Go through the material underneath and show every line where the string "blade" occurs.
/---
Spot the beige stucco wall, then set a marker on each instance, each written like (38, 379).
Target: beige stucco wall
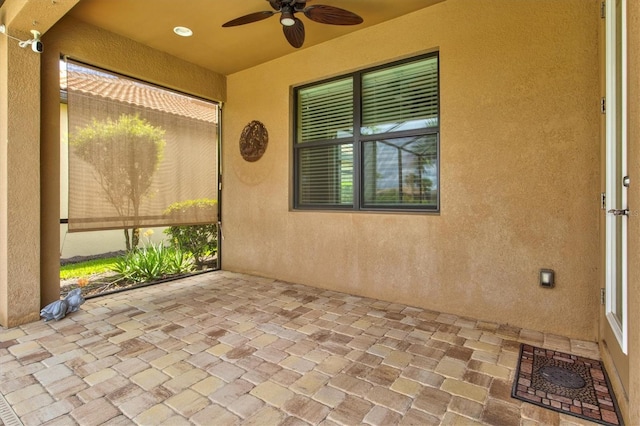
(519, 170)
(19, 176)
(100, 48)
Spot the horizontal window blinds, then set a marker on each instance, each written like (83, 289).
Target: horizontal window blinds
(326, 111)
(404, 97)
(135, 150)
(389, 161)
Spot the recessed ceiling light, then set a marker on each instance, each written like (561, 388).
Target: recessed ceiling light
(183, 31)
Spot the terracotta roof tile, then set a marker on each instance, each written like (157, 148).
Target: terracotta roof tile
(143, 95)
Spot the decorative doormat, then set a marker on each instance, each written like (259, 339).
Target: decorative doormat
(565, 383)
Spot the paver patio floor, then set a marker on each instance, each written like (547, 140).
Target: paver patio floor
(224, 349)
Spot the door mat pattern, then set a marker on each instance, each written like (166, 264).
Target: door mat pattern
(565, 383)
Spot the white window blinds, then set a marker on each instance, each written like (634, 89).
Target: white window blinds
(135, 150)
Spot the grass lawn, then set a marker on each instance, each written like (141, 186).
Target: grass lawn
(87, 268)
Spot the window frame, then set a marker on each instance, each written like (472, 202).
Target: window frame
(358, 142)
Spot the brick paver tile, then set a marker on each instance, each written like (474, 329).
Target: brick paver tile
(432, 401)
(226, 371)
(266, 416)
(329, 396)
(332, 365)
(187, 402)
(48, 413)
(309, 383)
(185, 380)
(66, 387)
(406, 387)
(95, 412)
(380, 416)
(451, 367)
(499, 413)
(454, 419)
(171, 358)
(53, 374)
(466, 407)
(130, 366)
(231, 391)
(465, 390)
(149, 378)
(209, 385)
(154, 415)
(415, 417)
(297, 364)
(25, 393)
(100, 376)
(33, 403)
(245, 406)
(351, 411)
(398, 359)
(383, 375)
(306, 409)
(387, 398)
(272, 393)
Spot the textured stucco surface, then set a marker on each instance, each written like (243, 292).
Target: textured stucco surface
(520, 170)
(20, 184)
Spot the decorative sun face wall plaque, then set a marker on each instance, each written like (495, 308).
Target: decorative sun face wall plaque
(253, 141)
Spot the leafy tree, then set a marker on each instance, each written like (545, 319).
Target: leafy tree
(125, 155)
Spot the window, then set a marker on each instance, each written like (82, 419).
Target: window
(370, 140)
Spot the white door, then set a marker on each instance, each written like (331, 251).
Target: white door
(617, 181)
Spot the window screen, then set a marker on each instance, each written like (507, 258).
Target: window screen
(135, 150)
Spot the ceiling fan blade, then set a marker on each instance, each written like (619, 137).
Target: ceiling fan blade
\---
Answer to this exercise>
Spot the ceiling fan blade, then set a marker on each instance, each written like (619, 137).
Target: ceiling fan blade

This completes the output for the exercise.